-- Start SUPPLIED INFORMATION --

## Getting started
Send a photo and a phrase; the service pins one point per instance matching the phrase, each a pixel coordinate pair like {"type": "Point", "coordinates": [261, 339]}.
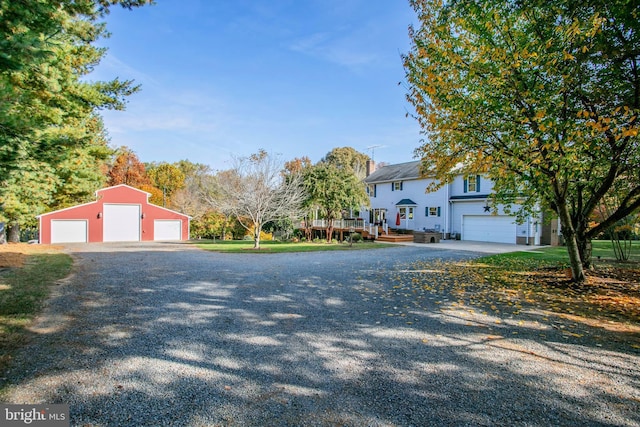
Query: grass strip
{"type": "Point", "coordinates": [270, 246]}
{"type": "Point", "coordinates": [23, 291]}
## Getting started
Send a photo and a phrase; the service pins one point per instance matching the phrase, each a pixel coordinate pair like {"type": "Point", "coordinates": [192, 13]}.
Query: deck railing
{"type": "Point", "coordinates": [346, 224]}
{"type": "Point", "coordinates": [356, 224]}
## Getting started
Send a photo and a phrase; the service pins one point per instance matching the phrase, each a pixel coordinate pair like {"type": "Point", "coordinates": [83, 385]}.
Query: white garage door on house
{"type": "Point", "coordinates": [489, 228]}
{"type": "Point", "coordinates": [121, 223]}
{"type": "Point", "coordinates": [167, 229]}
{"type": "Point", "coordinates": [69, 231]}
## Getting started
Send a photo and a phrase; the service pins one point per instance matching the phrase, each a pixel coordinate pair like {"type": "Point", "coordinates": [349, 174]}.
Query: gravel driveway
{"type": "Point", "coordinates": [165, 334]}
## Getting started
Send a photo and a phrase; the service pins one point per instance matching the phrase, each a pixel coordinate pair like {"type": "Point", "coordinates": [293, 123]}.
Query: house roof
{"type": "Point", "coordinates": [406, 202]}
{"type": "Point", "coordinates": [389, 173]}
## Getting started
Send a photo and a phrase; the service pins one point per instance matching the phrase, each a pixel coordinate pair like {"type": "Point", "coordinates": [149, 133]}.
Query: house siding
{"type": "Point", "coordinates": [452, 198]}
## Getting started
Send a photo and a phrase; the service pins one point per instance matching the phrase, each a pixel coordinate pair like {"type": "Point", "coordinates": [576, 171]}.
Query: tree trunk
{"type": "Point", "coordinates": [330, 232]}
{"type": "Point", "coordinates": [13, 232]}
{"type": "Point", "coordinates": [585, 249]}
{"type": "Point", "coordinates": [569, 234]}
{"type": "Point", "coordinates": [256, 237]}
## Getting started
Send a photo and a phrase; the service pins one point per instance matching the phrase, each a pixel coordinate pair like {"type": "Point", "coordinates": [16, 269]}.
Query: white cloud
{"type": "Point", "coordinates": [348, 49]}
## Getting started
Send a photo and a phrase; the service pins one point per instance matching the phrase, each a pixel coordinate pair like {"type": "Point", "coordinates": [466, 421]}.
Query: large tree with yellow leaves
{"type": "Point", "coordinates": [541, 95]}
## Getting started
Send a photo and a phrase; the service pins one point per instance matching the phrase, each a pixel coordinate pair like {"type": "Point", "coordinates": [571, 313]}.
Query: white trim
{"type": "Point", "coordinates": [66, 209]}
{"type": "Point", "coordinates": [122, 185]}
{"type": "Point", "coordinates": [125, 222]}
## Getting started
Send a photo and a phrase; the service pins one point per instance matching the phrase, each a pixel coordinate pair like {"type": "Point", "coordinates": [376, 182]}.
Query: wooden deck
{"type": "Point", "coordinates": [341, 227]}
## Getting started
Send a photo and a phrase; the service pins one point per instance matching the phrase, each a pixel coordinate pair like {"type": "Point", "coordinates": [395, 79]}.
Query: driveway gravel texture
{"type": "Point", "coordinates": [165, 334]}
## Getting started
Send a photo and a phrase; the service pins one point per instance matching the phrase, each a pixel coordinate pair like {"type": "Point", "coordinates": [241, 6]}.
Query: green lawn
{"type": "Point", "coordinates": [557, 256]}
{"type": "Point", "coordinates": [269, 246]}
{"type": "Point", "coordinates": [23, 291]}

-- End SUPPLIED INFORMATION --

▶ _TASK BRIEF_
Report every line of the records above that contains the word "tree", copying each line in full. Treat case as significant.

▶ _ANSWER FOR THIS EXERCISE_
Query: tree trunk
Query: large tree with yellow leaves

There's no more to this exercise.